▶ _Text shown_:
┌────────

Using a brain MRI follow-up: A clinician provides baseline and follow-up scans and asks if the lesion has progressed. Stage 1 processes both images; the anomaly processor identifies high anomaly probabilities in the right temporal lobe of the follow-up scan, amplifying that area to produce an <Ano> token. Stage 2 compares the modulated features in the Diff Q-Former, detects the expanded lesion area, and outputs a <Diff> token. The LLM then answers "The lesion has increased compared to baseline, suggesting progression." Stage 3 takes the <Ano> token of the follow-up scan through the ConvNeXt head to render a heatmap on the right temporal lobe. The clinician can immediately verify that the model is looking at the correct area.

Loss & Training

Progressive three-stage training is employed, freezing previous modules at each step to stack capabilities without catastrophic forgetting. Stage 1 uses anomaly detection datasets (BMAD, ChestX-Det) and medical VQA data. Stage 2 utilizes MIMIC-Diff-VQA longitudinal data. Stage 3 uses subsets of BMAD and ChestX-Det with pixel-level segmentation masks.

└────────

Referring expression lines:
┌────────

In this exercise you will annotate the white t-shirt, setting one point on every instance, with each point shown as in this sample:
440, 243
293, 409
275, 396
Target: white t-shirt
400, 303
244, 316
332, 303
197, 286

└────────

▶ _Activity 1_:
Reproduce the stretch of the medical imaging passage from "Loss & Training" through "pixel-level segmentation masks.".
▶ _Activity 2_:
Check each statement against the medical imaging passage and answer yes or no, quoting the deciding words: (a) Stage 2 of training uses MIMIC-Diff-VQA longitudinal data. (b) The heatmap is rendered on the left temporal lobe. (c) Previous modules stay trainable at each step of training.
The lines play no part in this exercise.

▶ _Task answer 1_:
Loss & Training

Progressive three-stage training is employed, freezing previous modules at each step to stack capabilities without catastrophic forgetting. Stage 1 uses anomaly detection datasets (BMAD, ChestX-Det) and medical VQA data. Stage 2 utilizes MIMIC-Diff-VQA longitudinal data. Stage 3 uses subsets of BMAD and ChestX-Det with pixel-level segmentation masks.

▶ _Task answer 2_:
(a) Yes: "Stage 2 utilizes MIMIC-Diff-VQA longitudinal data."
(b) No: "to render a heatmap on the right temporal lobe"
(c) No: "freezing previous modules at each step"